Zielsetzung A: Notiere sämtliche Datensätze weiter unten Zeile für Zeile und ohne jede Änderung.

Vorliegender Text:
Was die Entwicklung der Lexik betrifft, so ist diese im 17. Jahrhundert einer regelrechten „Hungerkur“ (Vossler 1929: 341) ausgesetzt: die puristischen Bestrebungen um eine von Klarheit und Struktur bestimmte Sprache führten dazu, dass der Wortschatz systematisch verkleinert wurde, wobei hauptsächlich die französische Schriftsprache von dieser Wortschatzreinigung betroffen war (vgl. Schroeder 1997: 52; Geckeler/ Dietrich 1997: 216). So wurden nicht nur vermeintlich überflüssige Archaismen verbannt, auch die Aufnahme neuer Wörter, insbesondere in die Allgemeinsprache, sollte möglichst verhindert werden. „In der Verwendung von neuen Wörtern wurde ein als Barbarismus bezeichneter Fehler gesehen“ - man ging davon aus, dass das Französische über alle nötigen Ausdrucksmittel verfüge und man mit der Verwendung eines neuen Wortes eine unzulängliche Kenntnis der eigenen Sprache beweisen würde (Haßler in: Haßler/ Neis 2009: 1462). Dennoch ist zu sagen, dass auch während des 17. Jahrhunderts einige neue Wörter Eingang in die französische Sprache fanden, seien es Buchwörter aus dem Lateinischen, wie beispielsweise télescope oder molécule, seien es Entlehnungen aus der italienischen Sprache, deren Einfluss auf das Französische nach wie vor vorhanden war, wie z.B. der Italianismus opéra, welcher mit der Einführung der italienischen Oper in Frankreich auch Eingang in die französische Sprache fand (vgl. Klare 2007: 134).

Daten:
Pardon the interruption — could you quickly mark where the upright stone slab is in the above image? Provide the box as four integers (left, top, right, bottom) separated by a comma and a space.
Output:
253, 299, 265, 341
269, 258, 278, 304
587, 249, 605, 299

Zielsetzung B: Entnimm den Text zur französischen Lexik im 17. Jahrhundert vollständig und wortgetreu.

Ergebnis A:
Pardon the interruption — could you quickly mark where the upright stone slab is in the above image? Provide the box as four integers (left, top, right, bottom) separated by a comma and a space.
Output:
253, 299, 265, 341
269, 258, 278, 304
587, 249, 605, 299

Ergebnis B:
Was die Entwicklung der Lexik betrifft, so ist diese im 17. Jahrhundert einer regelrechten „Hungerkur“ (Vossler 1929: 341) ausgesetzt: die puristischen Bestrebungen um eine von Klarheit und Struktur bestimmte Sprache führten dazu, dass der Wortschatz systematisch verkleinert wurde, wobei hauptsächlich die französische Schriftsprache von dieser Wortschatzreinigung betroffen war (vgl. Schroeder 1997: 52; Geckeler/ Dietrich 1997: 216). So wurden nicht nur vermeintlich überflüssige Archaismen verbannt, auch die Aufnahme neuer Wörter, insbesondere in die Allgemeinsprache, sollte möglichst verhindert werden. „In der Verwendung von neuen Wörtern wurde ein als Barbarismus bezeichneter Fehler gesehen“ - man ging davon aus, dass das Französische über alle nötigen Ausdrucksmittel verfüge und man mit der Verwendung eines neuen Wortes eine unzulängliche Kenntnis der eigenen Sprache beweisen würde (Haßler in: Haßler/ Neis 2009: 1462). Dennoch ist zu sagen, dass auch während des 17. Jahrhunderts einige neue Wörter Eingang in die französische Sprache fanden, seien es Buchwörter aus dem Lateinischen, wie beispielsweise télescope oder molécule, seien es Entlehnungen aus der italienischen Sprache, deren Einfluss auf das Französische nach wie vor vorhanden war, wie z.B. der Italianismus opéra, welcher mit der Einführung der italienischen Oper in Frankreich auch Eingang in die französische Sprache fand (vgl. Klare 2007: 134).